- **OBJECTIVE**:
Reproduce each record exactly.

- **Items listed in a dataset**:

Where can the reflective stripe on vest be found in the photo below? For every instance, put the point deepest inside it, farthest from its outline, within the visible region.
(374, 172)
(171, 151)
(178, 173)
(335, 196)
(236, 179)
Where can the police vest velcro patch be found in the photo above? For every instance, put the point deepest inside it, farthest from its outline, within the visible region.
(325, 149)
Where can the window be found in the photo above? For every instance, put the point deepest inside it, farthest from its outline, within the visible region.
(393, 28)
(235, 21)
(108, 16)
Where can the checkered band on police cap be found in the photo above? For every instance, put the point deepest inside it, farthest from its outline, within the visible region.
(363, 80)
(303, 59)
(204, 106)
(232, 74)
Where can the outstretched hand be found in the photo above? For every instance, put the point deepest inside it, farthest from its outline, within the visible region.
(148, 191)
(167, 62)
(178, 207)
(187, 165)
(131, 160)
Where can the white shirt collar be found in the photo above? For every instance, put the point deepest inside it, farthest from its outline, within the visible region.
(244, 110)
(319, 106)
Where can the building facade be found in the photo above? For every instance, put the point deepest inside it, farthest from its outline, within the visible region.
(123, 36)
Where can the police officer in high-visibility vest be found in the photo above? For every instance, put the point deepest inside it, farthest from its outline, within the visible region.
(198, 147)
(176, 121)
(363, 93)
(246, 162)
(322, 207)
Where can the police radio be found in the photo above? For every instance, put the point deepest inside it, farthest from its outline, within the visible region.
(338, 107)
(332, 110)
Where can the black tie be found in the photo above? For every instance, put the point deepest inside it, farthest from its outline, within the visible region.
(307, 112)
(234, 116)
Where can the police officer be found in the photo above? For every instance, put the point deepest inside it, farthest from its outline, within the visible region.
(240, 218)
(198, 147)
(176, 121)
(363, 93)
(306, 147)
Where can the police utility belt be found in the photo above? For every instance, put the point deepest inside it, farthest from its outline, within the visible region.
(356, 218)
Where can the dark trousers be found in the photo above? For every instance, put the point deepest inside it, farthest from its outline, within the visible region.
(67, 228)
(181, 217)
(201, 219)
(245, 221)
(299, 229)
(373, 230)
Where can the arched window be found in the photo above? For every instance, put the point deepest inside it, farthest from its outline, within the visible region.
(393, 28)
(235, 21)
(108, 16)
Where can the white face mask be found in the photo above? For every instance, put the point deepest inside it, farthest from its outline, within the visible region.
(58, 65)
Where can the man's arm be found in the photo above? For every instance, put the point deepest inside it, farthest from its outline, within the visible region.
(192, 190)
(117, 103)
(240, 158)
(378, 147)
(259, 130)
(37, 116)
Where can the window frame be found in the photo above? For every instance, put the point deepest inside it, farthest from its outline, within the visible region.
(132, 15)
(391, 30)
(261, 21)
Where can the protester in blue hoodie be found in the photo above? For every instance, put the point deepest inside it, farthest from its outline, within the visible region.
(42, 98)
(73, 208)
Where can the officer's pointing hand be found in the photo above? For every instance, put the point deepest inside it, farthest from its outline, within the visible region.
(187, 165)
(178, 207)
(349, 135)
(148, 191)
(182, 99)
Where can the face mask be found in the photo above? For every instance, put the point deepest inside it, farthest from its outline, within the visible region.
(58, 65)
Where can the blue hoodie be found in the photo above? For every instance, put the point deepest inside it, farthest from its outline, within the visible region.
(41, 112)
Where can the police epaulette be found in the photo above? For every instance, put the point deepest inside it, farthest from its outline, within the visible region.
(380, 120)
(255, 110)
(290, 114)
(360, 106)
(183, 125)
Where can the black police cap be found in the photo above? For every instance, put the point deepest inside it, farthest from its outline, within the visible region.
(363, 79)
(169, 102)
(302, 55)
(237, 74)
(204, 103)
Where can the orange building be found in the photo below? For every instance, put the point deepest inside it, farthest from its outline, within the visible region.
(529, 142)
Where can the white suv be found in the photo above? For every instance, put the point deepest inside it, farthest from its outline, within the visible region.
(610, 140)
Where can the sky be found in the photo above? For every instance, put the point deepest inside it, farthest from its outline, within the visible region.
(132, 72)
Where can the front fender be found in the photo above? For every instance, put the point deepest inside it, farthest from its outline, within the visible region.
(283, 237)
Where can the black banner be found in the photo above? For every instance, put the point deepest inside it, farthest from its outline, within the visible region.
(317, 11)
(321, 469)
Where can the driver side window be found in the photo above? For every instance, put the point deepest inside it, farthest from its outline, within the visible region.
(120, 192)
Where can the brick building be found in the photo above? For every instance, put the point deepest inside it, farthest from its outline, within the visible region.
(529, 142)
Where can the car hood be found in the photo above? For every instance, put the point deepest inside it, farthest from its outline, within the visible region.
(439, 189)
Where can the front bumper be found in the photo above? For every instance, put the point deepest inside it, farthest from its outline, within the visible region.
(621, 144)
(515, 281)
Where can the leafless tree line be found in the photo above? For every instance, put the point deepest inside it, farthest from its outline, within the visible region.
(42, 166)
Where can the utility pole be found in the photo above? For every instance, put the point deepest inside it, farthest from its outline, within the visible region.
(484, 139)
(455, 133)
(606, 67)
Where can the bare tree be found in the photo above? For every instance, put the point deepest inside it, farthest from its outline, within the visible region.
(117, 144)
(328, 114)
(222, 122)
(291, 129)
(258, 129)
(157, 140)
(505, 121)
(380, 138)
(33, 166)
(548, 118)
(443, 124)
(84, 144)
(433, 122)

- **RIGHT ANSWER**:
Where can the reflective stripe on vest be found in the photo below? For every instance, put the point deepest inside it, farthest from its outline, within the visible region.
(374, 172)
(171, 151)
(178, 173)
(335, 196)
(236, 179)
Where can the police vest velcro patch be found in the photo above? For every instance, put the point deepest inside it, farthest from its outline, within the visible region.
(325, 149)
Where can the window be found in the photo above? For every instance, put the point deepest inside it, farthest from its outline, within the visible region.
(393, 28)
(235, 21)
(108, 16)
Where can the checkered band on police cap be found in the photo above? For every instance, put the point deepest inside it, farthest from its outline, within the visible region.
(363, 80)
(303, 59)
(204, 106)
(232, 74)
Where can the outstretched hand be found in the photo above? For every instance, put the point deepest inside it, farthest from its outline, within the visible region.
(148, 191)
(167, 62)
(178, 207)
(187, 165)
(131, 160)
Where can the white shirt collar be found in the photo above? For every instance, put the point deepest inside it, farthest from its outline, within the visible region.
(244, 110)
(319, 106)
Where can the building facade be found in the photo above? For every instance, put the point deepest inside it, farthest from its outline, within the visible region.
(123, 36)
Where can the police officer in high-visibility vest be found in the photo above? For every instance, put the point deepest inside it, farthest from its outline, within the visible region.
(198, 147)
(176, 121)
(363, 93)
(246, 162)
(322, 207)
Where can the police radio be found in the photo above? For every instance, put the point deepest inside it, farthest from its outline, within the visible region.
(338, 107)
(332, 110)
Where can the black tie be found in the photo above? For every instance, put the point deepest inside it, farthest from its outline, within the visible region.
(307, 112)
(234, 116)
Where can the police officer be found in the photo above? For every instance, put the point deepest inside it, farthest from its outline, within the visible region.
(240, 218)
(198, 147)
(176, 121)
(363, 93)
(306, 147)
Where can the police utility belt be found in the photo above? For every instance, put the point deepest inside it, farthest from its outline, within the visible region.
(356, 218)
Where can the dark trousers be found in the photo above? For every instance, put the point deepest inside it, farthest from its outline, within the visible region.
(67, 228)
(181, 217)
(201, 219)
(245, 221)
(299, 229)
(373, 230)
Where can the arched window be found in the photo above? For every instance, put the point deepest inside it, farthest from its outline, within the visible region.
(393, 28)
(235, 21)
(108, 16)
Where can the white face mask be found in the photo above? For every instance, put the point deepest inside it, farthest from its outline, within the visible region.
(58, 65)
Where can the man's arm be found in the photo above? For every instance, put the point deepest inside it, farthest from its outline, within the visible region.
(192, 190)
(117, 103)
(240, 158)
(378, 147)
(259, 130)
(37, 116)
Where can the window frame be found in the photo above? For every instance, put the point deepest inside it, farthest from its outline, within the visible region.
(132, 15)
(391, 30)
(261, 21)
Where can the protester in blue hoodie be found in the photo above? For every instance, put the point deepest inside it, farthest from its outline, within the visible region.
(42, 98)
(73, 208)
Where can the officer's pointing hand be found in the photo above? For every instance, put the point deepest inside it, farthest from its outline, within the visible region.
(187, 165)
(178, 207)
(349, 135)
(148, 191)
(182, 99)
Where can the face mask be found in the photo above? For every instance, put the point deepest inside it, farthest from its outline, within the visible region.
(58, 65)
Where can the blue hoodie be found in the photo above? For every instance, put the point deepest inside it, farthest from its outline, within the visible region.
(41, 112)
Where can the police epaulette be found in the photo above? For every instance, put the point deepest inside it, farthest from its outline, within the visible region.
(380, 120)
(255, 110)
(290, 114)
(360, 106)
(183, 125)
Where can the black police cap be found in the photo above? For every instance, put the point deepest inside it, farthest from its outline, within the visible region.
(363, 79)
(169, 102)
(302, 55)
(237, 74)
(204, 103)
Where can the orange building be found in the photo below? For every instance, put the point deepest inside it, farthest from its outline, within the visible region.
(529, 142)
Where can the white suv be found in the photo above? For every instance, put the point deepest inside it, farthest from its outline, within the visible region.
(610, 140)
Where can the sky be found in the photo above? For every instance, put the point deepest inside it, farthest from its outline, within the visible region.
(132, 72)
Where can the front fender be found in the photo above? For every instance, put the point deepest inside it, farthest from its outline, within the visible region.
(283, 237)
Where can the black banner be found in the photo above? For every instance, put the point deepest inside it, farthest from its outline, within the visible region.
(317, 11)
(321, 469)
Where can the driver side window be found in the photo above? For every instance, put the point deepest inside it, farthest from its outline, within the visible region.
(120, 192)
Where can the brick building be found in the photo above? For every instance, put the point deepest inside it, farthest from its outline, within the visible region.
(529, 142)
Where can the car hood be found in the photo above? For every instance, put the point deepest inside it, farthest from its outline, within the visible region.
(439, 189)
Where can the front bumper be found in the photo above? For every instance, put the point deepest inside it, farthest from its outline, within the visible region.
(621, 144)
(515, 281)
Where can the leafless tree line be found in the photo above? For every instance, put the point deepest inside it, farthest from its outline, within the visible region.
(42, 166)
Where can the utility pole be found in the photo above? For every instance, put the point deepest inside it, farthest from its outline, within the visible region.
(484, 139)
(455, 133)
(606, 67)
Where can the bare tree be found in the photo above? For every instance, put the point deepest inside it, farthest from its outline, within the visible region.
(117, 144)
(328, 114)
(222, 122)
(291, 129)
(258, 129)
(157, 140)
(505, 121)
(380, 138)
(33, 166)
(548, 118)
(443, 124)
(84, 144)
(433, 122)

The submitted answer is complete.